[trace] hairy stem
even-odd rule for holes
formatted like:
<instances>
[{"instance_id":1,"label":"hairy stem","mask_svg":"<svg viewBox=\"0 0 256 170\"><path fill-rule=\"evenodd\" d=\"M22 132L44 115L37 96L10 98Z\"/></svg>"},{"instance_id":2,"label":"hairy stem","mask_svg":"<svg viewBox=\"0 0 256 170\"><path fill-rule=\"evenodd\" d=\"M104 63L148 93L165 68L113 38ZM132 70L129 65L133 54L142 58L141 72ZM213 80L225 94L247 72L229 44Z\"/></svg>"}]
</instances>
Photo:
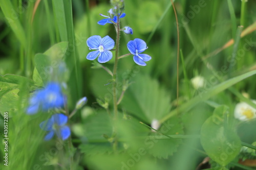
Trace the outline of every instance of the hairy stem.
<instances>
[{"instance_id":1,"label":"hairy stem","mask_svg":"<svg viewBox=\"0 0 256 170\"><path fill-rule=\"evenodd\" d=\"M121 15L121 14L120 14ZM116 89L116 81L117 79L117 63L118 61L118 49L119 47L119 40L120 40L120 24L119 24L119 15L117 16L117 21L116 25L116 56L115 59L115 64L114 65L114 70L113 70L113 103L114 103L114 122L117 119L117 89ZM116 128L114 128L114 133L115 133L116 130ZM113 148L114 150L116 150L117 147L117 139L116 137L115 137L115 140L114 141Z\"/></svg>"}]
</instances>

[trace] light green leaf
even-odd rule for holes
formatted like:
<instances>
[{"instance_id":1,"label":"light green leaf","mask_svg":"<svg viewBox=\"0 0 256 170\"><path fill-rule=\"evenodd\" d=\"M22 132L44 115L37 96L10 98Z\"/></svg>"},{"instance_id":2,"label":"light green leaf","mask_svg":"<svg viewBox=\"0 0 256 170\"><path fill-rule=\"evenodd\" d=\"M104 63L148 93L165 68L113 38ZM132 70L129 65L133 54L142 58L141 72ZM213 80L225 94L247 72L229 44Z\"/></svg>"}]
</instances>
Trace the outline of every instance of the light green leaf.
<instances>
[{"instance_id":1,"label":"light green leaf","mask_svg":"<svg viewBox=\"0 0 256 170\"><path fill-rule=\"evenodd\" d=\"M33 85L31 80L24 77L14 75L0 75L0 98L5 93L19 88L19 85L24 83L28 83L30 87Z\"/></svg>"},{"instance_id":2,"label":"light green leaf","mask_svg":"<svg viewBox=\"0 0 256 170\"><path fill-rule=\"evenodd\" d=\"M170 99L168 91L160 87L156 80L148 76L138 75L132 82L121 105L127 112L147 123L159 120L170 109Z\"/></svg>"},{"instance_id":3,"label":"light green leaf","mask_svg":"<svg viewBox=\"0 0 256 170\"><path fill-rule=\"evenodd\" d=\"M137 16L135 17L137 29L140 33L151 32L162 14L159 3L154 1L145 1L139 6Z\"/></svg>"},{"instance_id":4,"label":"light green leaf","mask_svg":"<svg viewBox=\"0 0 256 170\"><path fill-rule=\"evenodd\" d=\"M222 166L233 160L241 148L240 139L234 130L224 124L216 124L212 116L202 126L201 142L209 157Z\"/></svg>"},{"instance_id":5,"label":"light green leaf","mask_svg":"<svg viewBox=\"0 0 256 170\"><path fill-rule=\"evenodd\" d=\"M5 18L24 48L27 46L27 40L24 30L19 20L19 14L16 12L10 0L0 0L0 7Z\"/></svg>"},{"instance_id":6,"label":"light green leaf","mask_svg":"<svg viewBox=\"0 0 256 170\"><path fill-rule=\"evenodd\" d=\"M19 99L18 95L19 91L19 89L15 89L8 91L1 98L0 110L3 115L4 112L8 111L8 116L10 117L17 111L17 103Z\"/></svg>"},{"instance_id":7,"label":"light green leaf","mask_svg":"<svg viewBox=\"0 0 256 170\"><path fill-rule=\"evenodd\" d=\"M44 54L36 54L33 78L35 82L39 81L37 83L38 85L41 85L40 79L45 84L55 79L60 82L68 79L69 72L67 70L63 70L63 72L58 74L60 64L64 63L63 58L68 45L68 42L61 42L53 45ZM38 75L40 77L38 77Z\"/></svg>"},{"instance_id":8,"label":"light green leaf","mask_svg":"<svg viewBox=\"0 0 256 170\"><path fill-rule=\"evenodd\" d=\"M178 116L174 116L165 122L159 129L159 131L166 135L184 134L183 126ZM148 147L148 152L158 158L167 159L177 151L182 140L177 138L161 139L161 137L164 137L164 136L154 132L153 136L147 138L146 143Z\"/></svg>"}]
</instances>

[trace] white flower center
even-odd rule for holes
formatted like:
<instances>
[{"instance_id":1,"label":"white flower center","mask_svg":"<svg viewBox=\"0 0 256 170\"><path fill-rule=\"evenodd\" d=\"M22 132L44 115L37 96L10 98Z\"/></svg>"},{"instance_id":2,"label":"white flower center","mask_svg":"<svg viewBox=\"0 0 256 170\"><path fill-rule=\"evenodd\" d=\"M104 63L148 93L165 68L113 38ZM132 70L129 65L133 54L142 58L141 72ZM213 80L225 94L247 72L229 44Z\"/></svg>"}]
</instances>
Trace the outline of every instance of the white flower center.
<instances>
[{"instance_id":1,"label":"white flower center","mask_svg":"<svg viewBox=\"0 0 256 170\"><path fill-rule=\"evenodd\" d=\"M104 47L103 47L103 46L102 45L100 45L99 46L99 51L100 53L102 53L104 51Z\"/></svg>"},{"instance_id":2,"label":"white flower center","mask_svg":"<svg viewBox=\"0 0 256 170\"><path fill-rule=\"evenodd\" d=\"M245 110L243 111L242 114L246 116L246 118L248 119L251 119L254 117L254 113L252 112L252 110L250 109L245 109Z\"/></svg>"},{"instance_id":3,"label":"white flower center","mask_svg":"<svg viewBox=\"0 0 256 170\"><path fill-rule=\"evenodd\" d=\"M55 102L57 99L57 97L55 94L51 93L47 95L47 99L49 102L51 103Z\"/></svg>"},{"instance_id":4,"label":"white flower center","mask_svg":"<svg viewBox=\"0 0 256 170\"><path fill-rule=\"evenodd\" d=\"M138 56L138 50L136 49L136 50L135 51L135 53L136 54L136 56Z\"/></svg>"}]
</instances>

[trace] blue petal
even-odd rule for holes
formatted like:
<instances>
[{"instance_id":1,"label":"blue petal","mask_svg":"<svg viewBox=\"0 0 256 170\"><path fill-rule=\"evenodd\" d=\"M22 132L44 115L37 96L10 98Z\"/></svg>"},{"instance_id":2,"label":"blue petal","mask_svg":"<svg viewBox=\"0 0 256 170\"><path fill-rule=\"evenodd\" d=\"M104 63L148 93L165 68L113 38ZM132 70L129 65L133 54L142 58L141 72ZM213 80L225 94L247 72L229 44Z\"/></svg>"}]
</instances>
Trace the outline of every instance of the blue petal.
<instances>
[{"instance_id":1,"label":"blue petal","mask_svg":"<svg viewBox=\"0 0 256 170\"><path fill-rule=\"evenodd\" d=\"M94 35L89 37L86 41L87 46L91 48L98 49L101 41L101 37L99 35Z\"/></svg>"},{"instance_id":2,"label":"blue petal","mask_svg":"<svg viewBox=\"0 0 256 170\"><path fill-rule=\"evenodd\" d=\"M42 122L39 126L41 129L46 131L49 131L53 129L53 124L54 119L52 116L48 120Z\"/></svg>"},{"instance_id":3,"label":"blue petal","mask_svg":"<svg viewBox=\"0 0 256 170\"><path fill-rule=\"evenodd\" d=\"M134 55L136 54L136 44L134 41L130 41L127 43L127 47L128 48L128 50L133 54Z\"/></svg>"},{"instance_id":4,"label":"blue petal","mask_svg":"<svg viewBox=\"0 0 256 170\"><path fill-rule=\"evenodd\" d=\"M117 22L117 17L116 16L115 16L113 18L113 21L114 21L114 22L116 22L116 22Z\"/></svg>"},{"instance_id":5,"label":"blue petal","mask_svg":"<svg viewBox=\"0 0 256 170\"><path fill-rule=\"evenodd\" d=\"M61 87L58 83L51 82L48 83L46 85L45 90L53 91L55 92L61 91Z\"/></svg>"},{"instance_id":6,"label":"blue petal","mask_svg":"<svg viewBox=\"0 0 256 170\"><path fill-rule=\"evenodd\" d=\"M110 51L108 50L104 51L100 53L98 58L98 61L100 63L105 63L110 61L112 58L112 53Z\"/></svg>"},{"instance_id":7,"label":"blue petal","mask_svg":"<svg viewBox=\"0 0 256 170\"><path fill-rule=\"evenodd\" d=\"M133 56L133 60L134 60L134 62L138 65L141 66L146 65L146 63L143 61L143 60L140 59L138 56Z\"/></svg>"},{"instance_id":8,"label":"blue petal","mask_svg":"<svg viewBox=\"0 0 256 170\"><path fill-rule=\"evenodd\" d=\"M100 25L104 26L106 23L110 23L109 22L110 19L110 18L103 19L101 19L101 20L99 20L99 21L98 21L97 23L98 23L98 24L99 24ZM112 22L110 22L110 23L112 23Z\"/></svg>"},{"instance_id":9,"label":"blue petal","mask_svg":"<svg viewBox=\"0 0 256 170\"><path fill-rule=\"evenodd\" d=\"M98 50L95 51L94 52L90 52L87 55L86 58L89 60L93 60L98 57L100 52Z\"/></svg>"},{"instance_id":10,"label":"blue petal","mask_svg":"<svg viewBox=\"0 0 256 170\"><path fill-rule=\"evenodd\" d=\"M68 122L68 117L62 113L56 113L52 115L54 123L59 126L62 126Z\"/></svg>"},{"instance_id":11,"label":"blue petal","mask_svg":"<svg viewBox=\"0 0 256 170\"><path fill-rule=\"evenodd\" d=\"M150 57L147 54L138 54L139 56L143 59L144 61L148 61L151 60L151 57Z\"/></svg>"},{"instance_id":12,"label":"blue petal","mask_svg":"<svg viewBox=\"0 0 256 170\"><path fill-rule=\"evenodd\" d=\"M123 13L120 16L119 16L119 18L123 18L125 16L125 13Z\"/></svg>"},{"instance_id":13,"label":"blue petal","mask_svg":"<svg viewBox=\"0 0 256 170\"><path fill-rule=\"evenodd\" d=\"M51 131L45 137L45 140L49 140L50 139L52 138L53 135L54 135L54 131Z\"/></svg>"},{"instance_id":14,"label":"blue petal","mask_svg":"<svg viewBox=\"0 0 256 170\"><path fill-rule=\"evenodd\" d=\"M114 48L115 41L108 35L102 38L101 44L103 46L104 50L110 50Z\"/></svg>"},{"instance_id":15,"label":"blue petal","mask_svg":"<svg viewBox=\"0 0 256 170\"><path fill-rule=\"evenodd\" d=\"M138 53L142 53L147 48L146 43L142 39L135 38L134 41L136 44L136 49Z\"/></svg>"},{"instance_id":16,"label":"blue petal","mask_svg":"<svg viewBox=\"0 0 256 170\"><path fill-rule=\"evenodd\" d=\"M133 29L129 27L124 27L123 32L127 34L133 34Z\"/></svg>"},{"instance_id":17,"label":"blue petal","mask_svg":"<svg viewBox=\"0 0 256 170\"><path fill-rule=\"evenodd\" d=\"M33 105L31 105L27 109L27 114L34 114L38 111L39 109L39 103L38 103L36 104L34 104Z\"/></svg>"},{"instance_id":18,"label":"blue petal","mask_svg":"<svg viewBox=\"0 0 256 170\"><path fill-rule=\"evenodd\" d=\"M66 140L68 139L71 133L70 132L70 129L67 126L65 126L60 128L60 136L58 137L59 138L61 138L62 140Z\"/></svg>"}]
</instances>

:::::

### The problem
List each line of the data above that contains the word "every".

### Response to this task
Trace the outline of every instance of the hairy stem.
Trace the outline of every instance of the light green leaf.
Trace the outline of every instance of the white flower center.
Trace the outline of every instance of the blue petal.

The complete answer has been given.